DOCUMENT SEGMENT
================================

Bilateral ear infections, also known as inner-ear infections, are painful and can cause a loss of sleep and irritability. At least three-fourths of children will have had at least one ear infection by the time they turn 3, according to the National Institute on Deafness and Other Communicative Disorders.
Children are the most likely to get a bilateral (or middle) ear infection, but nobody is too old for one. Adults also get ear infections, but not as often as children do.
The symptoms of a bilateral ear infection include earache, pulling on the ear, crying more than usual, sleeping trouble, failure to respond to sound, irritability, fever of 100 or higher, clear fluid draining from ear and having a headache.
Bilateral ear infections are usually not considered an emergency, but there are some things to watch for that should have immediate medical attention. Warning signs of a more serious infection include blood or pus draining from the ear, which may mean there has been an eardrum rupture.

================================

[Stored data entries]
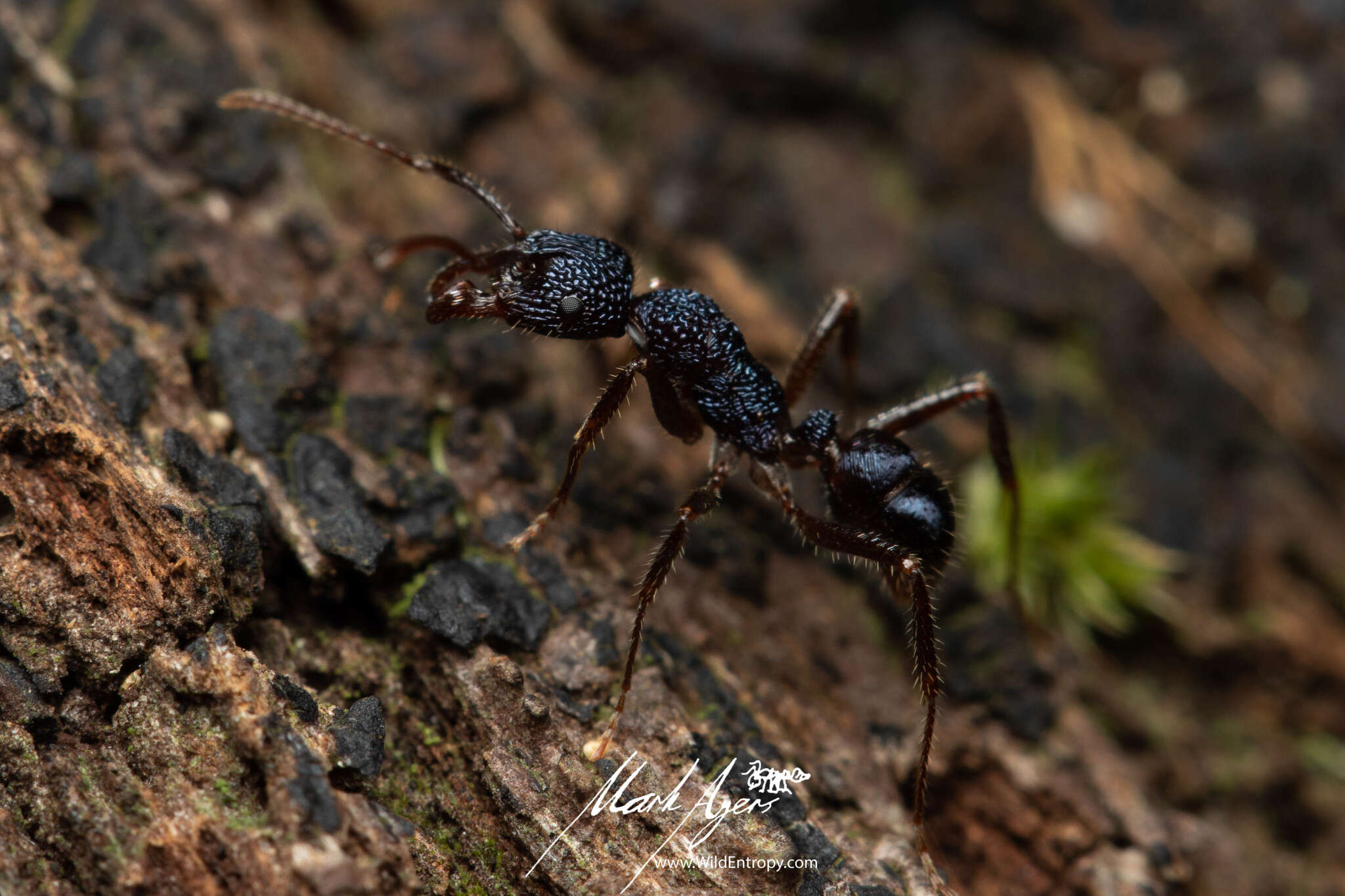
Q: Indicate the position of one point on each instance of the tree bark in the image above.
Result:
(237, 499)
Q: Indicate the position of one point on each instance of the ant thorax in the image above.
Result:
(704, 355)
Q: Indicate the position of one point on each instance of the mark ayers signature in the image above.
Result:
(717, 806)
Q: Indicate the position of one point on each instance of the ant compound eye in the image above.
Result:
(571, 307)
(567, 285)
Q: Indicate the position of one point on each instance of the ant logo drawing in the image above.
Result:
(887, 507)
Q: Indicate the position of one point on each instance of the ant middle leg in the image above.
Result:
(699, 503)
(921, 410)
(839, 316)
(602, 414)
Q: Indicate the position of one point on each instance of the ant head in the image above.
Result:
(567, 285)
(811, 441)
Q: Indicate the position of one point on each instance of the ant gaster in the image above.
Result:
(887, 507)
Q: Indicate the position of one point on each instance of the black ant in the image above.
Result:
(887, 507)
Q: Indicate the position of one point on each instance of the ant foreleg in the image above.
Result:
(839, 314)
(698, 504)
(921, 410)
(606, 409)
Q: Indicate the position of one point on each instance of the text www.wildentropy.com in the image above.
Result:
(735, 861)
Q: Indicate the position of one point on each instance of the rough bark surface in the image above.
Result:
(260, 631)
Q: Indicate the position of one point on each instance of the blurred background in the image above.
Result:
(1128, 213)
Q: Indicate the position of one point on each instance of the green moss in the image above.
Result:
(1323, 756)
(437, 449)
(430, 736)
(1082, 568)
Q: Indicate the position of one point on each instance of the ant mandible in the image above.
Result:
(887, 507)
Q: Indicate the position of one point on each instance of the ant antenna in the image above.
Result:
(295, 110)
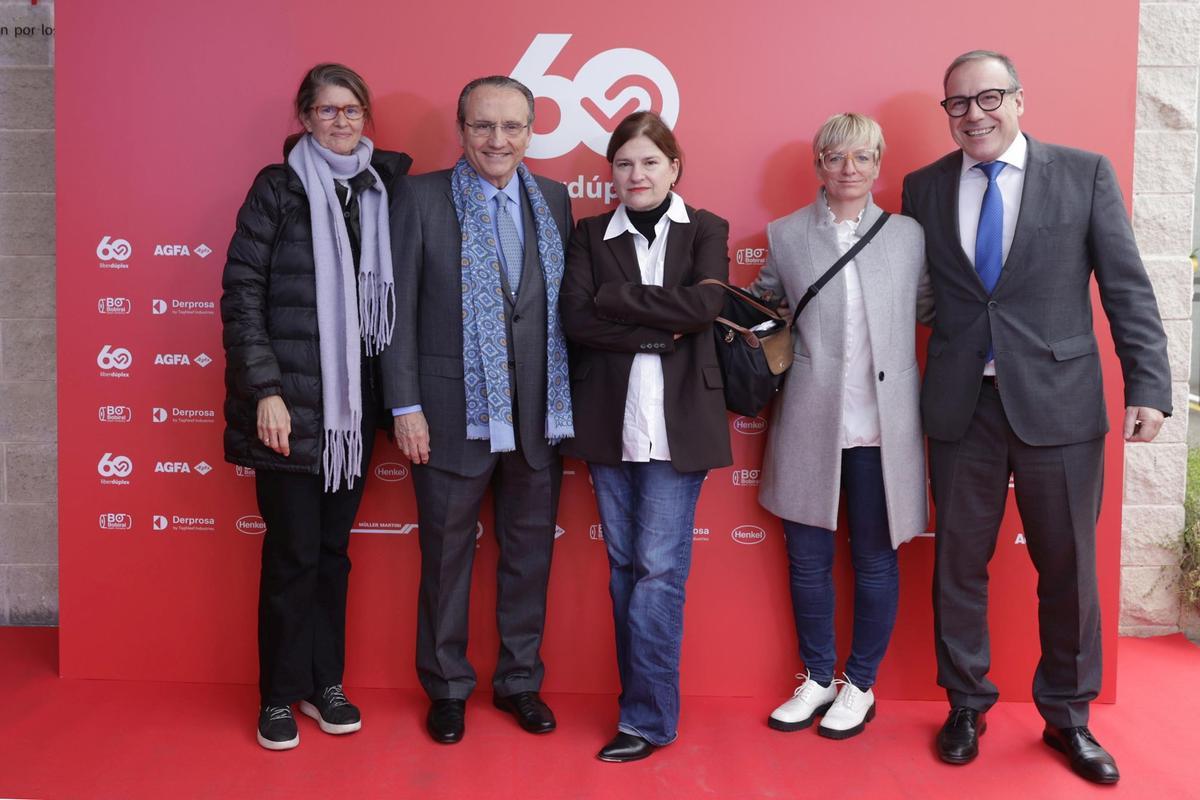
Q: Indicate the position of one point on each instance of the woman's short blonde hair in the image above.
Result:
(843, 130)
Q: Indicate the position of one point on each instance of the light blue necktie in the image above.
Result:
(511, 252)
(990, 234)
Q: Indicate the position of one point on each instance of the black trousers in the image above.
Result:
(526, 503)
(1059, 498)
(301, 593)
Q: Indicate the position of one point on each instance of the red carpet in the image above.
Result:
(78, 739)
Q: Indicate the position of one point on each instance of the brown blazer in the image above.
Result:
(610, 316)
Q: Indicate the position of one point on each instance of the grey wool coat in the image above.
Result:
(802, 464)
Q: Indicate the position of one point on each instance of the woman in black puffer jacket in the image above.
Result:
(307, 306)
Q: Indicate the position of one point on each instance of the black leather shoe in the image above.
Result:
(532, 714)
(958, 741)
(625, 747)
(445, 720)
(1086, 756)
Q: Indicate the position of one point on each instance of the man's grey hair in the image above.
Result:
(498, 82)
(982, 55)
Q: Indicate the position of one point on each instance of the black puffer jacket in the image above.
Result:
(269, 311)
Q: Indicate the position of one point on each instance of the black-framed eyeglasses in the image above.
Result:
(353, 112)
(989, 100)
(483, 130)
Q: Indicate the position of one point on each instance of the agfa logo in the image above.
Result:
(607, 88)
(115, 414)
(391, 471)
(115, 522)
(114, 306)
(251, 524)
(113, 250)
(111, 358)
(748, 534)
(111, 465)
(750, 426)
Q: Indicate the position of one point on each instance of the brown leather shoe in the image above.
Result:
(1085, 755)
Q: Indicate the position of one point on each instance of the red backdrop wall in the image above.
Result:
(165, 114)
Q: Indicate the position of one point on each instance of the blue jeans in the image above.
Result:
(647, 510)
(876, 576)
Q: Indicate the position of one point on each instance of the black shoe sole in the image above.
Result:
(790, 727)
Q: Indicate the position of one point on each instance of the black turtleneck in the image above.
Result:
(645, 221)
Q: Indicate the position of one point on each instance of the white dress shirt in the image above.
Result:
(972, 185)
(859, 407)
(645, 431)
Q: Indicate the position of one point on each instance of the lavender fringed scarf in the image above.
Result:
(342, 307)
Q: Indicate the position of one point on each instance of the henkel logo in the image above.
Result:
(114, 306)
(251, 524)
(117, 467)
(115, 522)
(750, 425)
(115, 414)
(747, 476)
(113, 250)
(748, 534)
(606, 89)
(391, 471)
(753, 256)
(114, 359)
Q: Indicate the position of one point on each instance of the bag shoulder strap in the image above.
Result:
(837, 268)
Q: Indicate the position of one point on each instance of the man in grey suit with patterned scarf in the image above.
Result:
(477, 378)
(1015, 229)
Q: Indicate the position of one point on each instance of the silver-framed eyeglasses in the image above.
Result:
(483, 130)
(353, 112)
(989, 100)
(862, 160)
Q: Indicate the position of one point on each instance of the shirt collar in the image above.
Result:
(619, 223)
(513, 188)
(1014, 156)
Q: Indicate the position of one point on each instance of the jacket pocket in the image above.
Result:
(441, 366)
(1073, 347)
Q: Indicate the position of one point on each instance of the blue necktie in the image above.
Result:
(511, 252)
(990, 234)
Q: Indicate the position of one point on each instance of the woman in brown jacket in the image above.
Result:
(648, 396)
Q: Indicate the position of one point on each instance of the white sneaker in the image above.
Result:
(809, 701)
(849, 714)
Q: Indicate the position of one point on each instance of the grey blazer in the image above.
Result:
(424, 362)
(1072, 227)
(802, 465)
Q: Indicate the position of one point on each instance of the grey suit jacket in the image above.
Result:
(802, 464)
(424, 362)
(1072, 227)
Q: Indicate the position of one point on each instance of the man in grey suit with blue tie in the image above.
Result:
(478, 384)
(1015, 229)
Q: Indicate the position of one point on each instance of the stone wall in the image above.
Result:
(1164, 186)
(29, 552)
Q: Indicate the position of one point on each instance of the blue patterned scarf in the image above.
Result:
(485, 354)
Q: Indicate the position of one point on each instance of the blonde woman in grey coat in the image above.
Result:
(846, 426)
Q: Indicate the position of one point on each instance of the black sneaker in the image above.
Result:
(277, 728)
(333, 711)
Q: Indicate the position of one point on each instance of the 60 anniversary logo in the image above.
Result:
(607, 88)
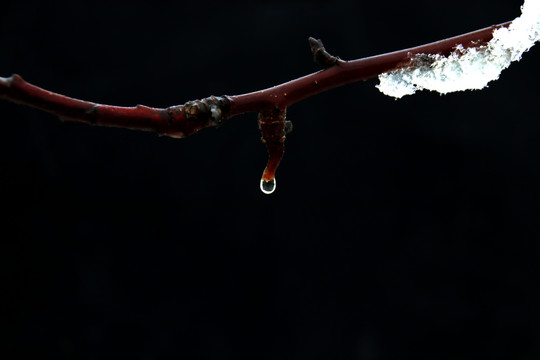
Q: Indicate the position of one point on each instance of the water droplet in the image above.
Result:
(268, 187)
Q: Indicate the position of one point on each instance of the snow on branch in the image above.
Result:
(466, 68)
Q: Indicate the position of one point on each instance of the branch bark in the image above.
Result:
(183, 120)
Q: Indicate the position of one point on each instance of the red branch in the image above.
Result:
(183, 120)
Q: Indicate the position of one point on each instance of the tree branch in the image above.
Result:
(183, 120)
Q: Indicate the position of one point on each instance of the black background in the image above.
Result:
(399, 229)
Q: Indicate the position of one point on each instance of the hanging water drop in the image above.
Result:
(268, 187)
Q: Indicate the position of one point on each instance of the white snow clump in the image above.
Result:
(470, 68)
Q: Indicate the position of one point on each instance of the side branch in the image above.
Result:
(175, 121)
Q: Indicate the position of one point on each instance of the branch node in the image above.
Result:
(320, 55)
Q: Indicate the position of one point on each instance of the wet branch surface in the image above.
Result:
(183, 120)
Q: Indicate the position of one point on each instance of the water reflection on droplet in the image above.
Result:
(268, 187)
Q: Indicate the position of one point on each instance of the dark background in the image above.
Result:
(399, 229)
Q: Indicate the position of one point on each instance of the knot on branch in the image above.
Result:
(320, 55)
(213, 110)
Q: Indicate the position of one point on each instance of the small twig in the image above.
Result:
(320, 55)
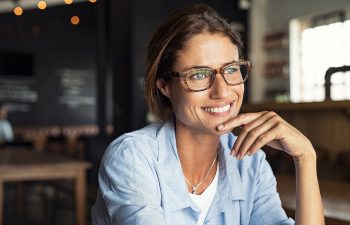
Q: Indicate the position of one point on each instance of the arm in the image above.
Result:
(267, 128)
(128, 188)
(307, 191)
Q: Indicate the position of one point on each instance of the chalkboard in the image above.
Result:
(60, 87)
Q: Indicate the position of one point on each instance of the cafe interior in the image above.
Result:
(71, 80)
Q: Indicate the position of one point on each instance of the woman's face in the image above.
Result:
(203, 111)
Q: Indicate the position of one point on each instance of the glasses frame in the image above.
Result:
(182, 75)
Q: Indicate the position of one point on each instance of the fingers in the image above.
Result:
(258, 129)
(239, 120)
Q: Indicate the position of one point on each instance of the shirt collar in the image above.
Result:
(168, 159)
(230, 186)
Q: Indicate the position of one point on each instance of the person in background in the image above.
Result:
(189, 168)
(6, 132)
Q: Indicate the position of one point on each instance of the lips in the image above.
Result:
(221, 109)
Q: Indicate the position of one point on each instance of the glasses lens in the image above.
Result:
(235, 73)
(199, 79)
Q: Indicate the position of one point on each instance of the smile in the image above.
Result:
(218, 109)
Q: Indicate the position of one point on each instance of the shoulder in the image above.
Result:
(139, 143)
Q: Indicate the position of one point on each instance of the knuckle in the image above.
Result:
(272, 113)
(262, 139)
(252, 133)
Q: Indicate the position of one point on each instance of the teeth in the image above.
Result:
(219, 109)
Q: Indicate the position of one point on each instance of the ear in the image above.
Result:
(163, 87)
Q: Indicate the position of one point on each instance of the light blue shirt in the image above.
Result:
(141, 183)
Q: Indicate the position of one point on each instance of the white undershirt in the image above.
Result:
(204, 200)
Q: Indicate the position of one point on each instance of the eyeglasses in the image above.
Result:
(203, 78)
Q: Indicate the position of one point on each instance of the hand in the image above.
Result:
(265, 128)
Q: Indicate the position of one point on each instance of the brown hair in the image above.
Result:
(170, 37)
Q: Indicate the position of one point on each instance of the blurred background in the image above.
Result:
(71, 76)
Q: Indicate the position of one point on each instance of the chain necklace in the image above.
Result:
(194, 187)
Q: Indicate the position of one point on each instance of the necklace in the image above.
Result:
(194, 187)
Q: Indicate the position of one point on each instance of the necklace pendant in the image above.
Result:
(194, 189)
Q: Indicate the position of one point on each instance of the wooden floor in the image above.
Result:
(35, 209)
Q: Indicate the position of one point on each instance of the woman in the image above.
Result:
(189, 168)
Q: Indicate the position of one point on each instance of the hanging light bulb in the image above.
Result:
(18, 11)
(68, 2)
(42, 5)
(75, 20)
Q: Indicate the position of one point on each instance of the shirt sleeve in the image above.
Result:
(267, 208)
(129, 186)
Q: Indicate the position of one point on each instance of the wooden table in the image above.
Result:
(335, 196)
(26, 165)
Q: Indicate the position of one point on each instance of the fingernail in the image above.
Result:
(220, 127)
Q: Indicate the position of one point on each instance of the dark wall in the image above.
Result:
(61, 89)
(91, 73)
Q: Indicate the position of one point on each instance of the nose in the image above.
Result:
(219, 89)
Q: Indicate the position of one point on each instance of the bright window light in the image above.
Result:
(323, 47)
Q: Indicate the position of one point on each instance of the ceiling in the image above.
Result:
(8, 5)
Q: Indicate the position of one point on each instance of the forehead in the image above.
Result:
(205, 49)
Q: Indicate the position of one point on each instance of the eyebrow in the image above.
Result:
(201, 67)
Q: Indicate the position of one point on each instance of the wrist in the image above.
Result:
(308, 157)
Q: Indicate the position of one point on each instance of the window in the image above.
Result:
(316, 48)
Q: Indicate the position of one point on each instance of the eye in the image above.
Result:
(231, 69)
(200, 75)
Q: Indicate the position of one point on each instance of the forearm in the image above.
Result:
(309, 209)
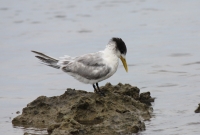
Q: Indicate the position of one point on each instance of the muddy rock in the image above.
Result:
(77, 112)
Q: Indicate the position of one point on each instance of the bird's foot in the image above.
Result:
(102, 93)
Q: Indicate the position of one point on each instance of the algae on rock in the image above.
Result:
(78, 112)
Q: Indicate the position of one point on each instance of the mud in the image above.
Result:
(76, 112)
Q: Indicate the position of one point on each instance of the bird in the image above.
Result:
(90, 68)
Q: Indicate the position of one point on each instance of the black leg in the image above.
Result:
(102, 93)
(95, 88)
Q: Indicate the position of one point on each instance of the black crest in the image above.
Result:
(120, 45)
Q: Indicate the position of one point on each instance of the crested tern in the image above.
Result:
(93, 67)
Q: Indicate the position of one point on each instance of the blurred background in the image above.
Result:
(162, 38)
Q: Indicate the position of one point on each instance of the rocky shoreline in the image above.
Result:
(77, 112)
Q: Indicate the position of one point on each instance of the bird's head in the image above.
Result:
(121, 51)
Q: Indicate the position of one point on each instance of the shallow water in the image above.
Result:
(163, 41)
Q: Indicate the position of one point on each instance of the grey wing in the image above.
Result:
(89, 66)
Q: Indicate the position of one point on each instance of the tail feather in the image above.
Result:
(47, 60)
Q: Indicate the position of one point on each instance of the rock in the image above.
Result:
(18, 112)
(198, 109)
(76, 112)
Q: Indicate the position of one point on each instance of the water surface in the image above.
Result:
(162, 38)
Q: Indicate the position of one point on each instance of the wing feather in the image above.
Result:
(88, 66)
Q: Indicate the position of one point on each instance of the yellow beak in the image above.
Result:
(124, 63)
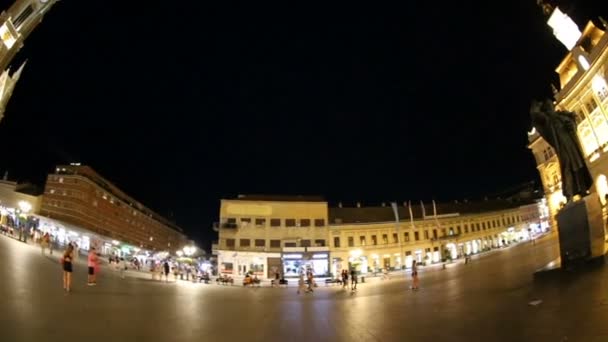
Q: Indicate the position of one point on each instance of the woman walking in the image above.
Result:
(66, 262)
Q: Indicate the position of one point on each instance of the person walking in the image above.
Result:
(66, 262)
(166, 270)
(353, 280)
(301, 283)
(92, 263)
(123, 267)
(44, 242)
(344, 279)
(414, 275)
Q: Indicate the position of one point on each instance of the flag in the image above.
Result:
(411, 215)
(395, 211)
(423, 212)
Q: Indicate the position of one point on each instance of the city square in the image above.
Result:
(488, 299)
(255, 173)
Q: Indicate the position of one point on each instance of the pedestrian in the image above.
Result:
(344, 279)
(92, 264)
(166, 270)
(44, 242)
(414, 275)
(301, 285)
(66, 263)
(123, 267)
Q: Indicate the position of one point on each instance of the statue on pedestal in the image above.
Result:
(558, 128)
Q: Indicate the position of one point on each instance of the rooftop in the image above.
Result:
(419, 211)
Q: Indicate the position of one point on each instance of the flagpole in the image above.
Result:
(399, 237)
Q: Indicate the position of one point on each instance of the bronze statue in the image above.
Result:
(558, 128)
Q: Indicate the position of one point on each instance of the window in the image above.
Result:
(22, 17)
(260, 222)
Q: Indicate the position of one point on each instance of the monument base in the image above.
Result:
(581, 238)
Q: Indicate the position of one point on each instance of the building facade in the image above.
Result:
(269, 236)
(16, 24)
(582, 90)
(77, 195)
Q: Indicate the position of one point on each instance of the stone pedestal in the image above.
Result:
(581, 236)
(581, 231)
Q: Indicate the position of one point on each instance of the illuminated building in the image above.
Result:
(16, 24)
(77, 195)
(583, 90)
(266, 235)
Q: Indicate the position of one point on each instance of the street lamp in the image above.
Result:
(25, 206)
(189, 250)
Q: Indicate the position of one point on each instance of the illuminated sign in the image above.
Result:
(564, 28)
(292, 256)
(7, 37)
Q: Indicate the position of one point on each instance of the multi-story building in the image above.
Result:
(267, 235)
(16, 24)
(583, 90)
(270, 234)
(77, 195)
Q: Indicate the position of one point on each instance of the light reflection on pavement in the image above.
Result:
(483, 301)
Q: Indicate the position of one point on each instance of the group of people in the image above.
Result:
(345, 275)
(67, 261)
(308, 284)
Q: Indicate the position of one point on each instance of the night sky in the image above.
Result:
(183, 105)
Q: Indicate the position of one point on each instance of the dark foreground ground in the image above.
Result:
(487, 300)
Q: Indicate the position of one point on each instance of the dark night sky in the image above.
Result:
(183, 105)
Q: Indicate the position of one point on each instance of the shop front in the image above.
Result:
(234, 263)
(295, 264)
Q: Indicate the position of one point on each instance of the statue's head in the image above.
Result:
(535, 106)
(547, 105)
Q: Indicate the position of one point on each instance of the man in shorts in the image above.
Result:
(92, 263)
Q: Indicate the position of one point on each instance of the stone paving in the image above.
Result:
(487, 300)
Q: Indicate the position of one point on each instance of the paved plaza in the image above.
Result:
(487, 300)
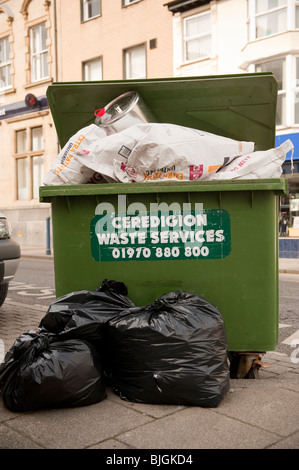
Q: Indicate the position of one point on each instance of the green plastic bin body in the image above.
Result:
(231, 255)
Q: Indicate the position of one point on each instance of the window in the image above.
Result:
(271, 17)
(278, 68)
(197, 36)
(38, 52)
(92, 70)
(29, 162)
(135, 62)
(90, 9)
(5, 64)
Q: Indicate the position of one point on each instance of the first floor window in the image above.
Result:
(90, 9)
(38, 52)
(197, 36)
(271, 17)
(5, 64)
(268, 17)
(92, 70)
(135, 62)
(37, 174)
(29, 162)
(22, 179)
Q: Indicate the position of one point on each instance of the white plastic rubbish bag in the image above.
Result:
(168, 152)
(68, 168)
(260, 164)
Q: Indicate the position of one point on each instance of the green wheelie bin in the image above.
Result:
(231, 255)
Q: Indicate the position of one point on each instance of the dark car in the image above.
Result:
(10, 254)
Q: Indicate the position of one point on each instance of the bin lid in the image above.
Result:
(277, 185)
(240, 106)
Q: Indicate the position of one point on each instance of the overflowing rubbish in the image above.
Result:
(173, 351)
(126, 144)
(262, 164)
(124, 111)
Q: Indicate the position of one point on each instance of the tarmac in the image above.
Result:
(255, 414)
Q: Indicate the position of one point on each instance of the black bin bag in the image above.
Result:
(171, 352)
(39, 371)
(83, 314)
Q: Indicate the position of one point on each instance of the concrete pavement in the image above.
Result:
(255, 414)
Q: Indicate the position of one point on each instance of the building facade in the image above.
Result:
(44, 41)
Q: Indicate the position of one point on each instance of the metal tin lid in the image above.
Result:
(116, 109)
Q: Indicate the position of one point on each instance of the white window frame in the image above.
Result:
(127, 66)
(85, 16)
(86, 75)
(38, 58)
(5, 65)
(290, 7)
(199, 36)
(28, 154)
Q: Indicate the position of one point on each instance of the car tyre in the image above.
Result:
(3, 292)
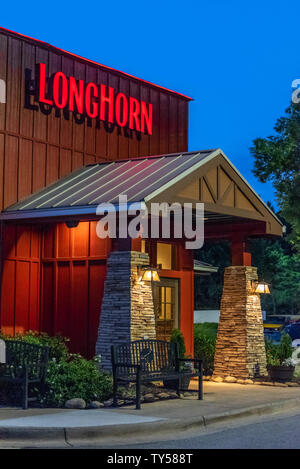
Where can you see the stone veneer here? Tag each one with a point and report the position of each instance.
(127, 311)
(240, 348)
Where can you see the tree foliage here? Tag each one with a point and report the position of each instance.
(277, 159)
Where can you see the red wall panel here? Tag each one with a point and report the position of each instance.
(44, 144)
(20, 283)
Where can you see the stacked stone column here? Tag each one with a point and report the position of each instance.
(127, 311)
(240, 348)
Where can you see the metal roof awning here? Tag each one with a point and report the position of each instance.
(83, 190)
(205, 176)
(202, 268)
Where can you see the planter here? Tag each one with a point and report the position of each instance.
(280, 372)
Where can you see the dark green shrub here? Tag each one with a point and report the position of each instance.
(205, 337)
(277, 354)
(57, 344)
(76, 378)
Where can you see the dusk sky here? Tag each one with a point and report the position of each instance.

================================

ASSIGNED TASK 1
Reproduce the ear infection text between "Children are the" and "as children do.", inclusive, substituting "Grown-ups" for "Adults".
ASSIGNED TASK 2
Answer these questions using the ear infection text:
(a) By what age will at least three-fourths of children have had at least one ear infection?
(b) What fever level is listed among the symptoms?
(c) What may blood or pus draining from the ear indicate?
ASSIGNED TASK 3
Continue the ear infection text from the point where it ends.

TASK RESULT 1
Children are the most likely to get a bilateral (or middle) ear infection, but nobody is too old for one. Grown-ups also get ear infections, but not as often as children do.

TASK RESULT 2
(a) By the age of 3.
(b) A fever of 100 or higher.
(c) It may mean there has been an eardrum rupture.

TASK RESULT 3
Bilateral ear infections can be caused by viral infections which may cause the lining in the middle ear to become inflamed, which in turn may cause fluid to become trapped behind the eardrum. Another cause is having narrow eustachian tubes (the connector from the inner ear to the nose), which can become blocked.
Sometimes no treatment is necessary and the ear infection will clear up on its own, but if medication is needed, an antibiotic will most often be prescribed. If ear infections happen a lot, the doctor may suggest having surgery to put tubes in the ear to drain the fluid so it won't build up as much.